EXERCISE REQUIREMENTS:
[a] In the article on Morgan Spurlock and AOL's Connected, where and in what year did the series begin?
[b] In the article on Morgan Spurlock and AOL's Connected, rewrite everything from "Connected is an" down to "in the show.", changing "difficult" to "painful".

EXCERPT:

◇ ◇ ◇ ◇ ◇ ◇ ◇

Morgan Spurlock Gets Connected on AOL
There's a moment in the AOL online series Connected when Rosie Noesi, a 34-year-old radio and television host from Edgewater, New Jersey, learns some devastating news from her doctor: She has multiple lumps in her breasts.
Connected is an online documentary series and Noesi is a real person living her life in front of a camera. While this moment is difficult, for executive producer Morgan Spurlock, it's one of the most touching in the show.
"You see this beautiful supporting boyfriend that she has, who is there, who is like, 'No matter what, you know I am here for you.' I mean, these are, these are things, that I think we have all gone through, of triumph and tragedy."
In a time when reality programming has given way to "assisted reality," Connected presents something viewers rarely see: cameras recording people's everyday lives with no artificial story arc shaping the process. Connected offers an especially intimate look, since the cast filmed themselves.
Connected began in Israel in 2009, where it became a sensation and has run for several seasons. The production company behind it, Koda Communications, has successfully produced the show in a variety of countries. Koda manages the edits for each production, since it knows the formula that makes the show work.
Video has been at the forefront of AOL's efforts to reinvent itself, and while the company has created online series with a variety of celebrities, including Heidi Klum, Nicole Richie, and Steve Buscemi, it's always created short-form content. Connected is a departure from that, AOL's first stab at long-form video. Connected was picked up by Ran Harnevo, AOL's former president of video, and is now overseen by Dermot McCormack, who has taken Harnevo's place.

◇ ◇ ◇ ◇ ◇ ◇ ◇

DATASET ENTRIES:
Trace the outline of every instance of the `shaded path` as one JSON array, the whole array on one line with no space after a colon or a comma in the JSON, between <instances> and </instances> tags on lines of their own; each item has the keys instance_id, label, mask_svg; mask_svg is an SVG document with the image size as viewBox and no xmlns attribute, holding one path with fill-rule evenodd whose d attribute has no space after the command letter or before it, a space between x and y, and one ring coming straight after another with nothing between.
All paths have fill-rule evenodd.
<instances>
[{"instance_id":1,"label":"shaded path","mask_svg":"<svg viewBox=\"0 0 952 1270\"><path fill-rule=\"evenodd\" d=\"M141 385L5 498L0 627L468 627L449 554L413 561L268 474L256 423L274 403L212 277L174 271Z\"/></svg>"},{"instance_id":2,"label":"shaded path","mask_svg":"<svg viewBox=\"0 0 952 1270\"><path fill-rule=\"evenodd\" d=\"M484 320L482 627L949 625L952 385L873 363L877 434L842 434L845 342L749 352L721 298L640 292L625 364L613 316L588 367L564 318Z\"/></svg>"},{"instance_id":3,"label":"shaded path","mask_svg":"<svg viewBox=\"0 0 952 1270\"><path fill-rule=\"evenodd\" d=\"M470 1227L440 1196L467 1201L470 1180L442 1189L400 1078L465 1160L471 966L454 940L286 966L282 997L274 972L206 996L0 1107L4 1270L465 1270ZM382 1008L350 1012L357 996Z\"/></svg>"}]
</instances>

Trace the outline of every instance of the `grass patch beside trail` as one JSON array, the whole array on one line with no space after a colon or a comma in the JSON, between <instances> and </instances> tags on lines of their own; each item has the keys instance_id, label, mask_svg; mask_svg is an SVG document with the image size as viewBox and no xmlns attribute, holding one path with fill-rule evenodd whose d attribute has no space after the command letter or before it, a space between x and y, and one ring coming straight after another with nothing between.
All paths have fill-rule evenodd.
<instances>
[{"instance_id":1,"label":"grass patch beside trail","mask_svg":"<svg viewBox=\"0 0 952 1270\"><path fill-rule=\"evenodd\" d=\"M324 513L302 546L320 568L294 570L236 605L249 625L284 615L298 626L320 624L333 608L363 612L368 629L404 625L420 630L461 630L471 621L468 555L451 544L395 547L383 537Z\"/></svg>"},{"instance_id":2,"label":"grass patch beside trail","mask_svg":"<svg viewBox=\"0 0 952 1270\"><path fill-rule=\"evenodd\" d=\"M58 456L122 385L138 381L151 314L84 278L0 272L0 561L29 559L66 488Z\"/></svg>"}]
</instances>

◇ ◇ ◇ ◇ ◇ ◇ ◇

RESULTS:
[a] It began in Israel in 2009.

[b]
Connected is an online documentary series and Noesi is a real person living her life in front of a camera. While this moment is painful, for executive producer Morgan Spurlock, it's one of the most touching in the show.